** Assignment **
Using the abstract on the implicit effect in Shark-X, please state which neutron transport code the Shark-X tools are built around.

** Excerpt **
-*-*-

Treatment of the implicit effect in Shark-X

Abstract

Shark-X is a set of Perl-based tools build around the deterministic neutron transport code CASMO-5, used to perform uncertainty quantification for lattice calculations at the Paul Scherrer Institut (PSI). While perturbing an input parameter, e.g. a cross section in a given energy range, the resulting perturbation to the effective cross section, e.g. multigroup cross section, can be expressed as the sum of an explicit and implicit component. The implicit term stems from changes in the neutron flux resulting from the cross section perturbation. This effect is neglected when using the standard perturbation theory methodology, even though its importance for uncertainty quantification is reported in the literature.The objectives of the paper are, in view of further enhancing Shark-X, to review a set of existing methods and to propose novel methodologies in order to accurately take the implicit effect into account in the resonance shielding treatment of CASMO-5; as well as to assess the importance of the new tool for typical LWR applications.Amongst the methods considered, those based on an equivalence in dilution allow perturbing the group-averaged cross sections without having to solve the slowing down problem in conjunction with the perturbed point-wise cross sections. However, such methods are found to show only limited improvements as compared to the standard perturbed self-shielded cross sections determined neglecting the implicit effect. As a result, a simpler approach based on the pre-determination of perturbation factors is adopted and implemented into Shark-X and CASMO-5. The new implementation is successfully tested and verified by comparing k-inf sensitivity coefficients computed with Shark-X with those from a Monte-Carlo reference solution, and this for a range of simple homogeneous mixtures as well as for LWR pin cells and lattices.Finally, the paper demonstrates through simple considerations, that the magnitude of the implicit effect is related to the energy group structure in the resolved resonance region, which might be specific to the code used to compute the sensitivity coefficients. The finer is the energy mesh; the smaller is also the impact of the implicit effect, and as such the necessity for a specific treatment.

-*-*-

** Stored data entries **
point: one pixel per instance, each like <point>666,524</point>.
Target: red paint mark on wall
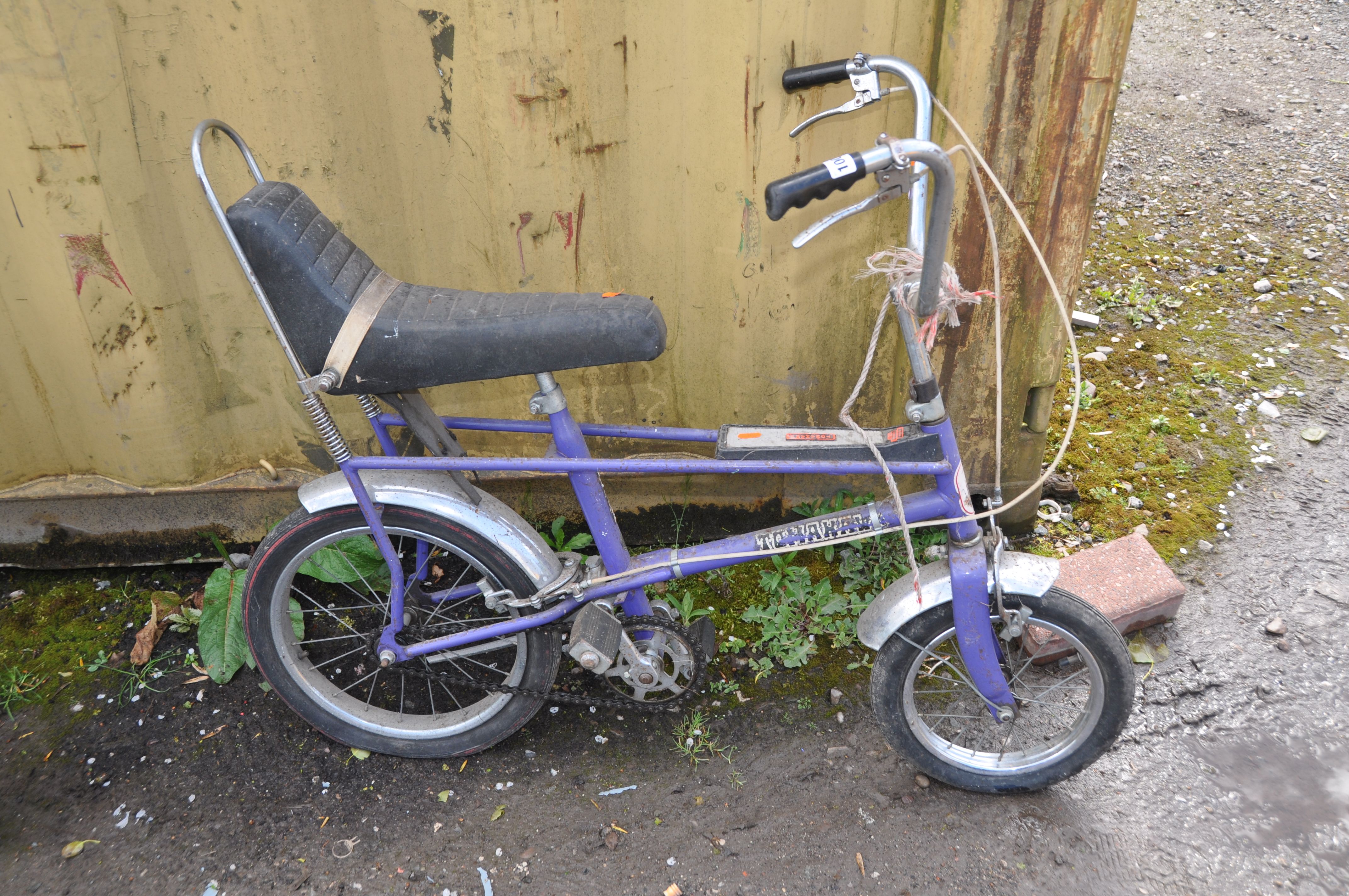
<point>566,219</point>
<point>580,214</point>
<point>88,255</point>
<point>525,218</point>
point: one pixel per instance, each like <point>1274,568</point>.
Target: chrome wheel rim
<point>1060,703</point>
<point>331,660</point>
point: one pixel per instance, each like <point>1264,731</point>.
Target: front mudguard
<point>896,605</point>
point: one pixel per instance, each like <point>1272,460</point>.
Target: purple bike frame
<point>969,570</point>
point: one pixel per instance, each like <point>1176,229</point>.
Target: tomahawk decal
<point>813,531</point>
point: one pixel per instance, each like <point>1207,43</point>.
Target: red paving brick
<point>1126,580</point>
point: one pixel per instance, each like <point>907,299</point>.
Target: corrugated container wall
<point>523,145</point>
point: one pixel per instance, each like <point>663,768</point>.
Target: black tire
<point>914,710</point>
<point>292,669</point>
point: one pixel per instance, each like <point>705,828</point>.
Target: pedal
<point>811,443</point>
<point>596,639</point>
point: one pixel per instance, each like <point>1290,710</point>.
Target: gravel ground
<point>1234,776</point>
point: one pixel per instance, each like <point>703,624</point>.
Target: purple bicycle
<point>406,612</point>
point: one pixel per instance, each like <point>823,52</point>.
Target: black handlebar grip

-*-*-

** Response area **
CASMO-5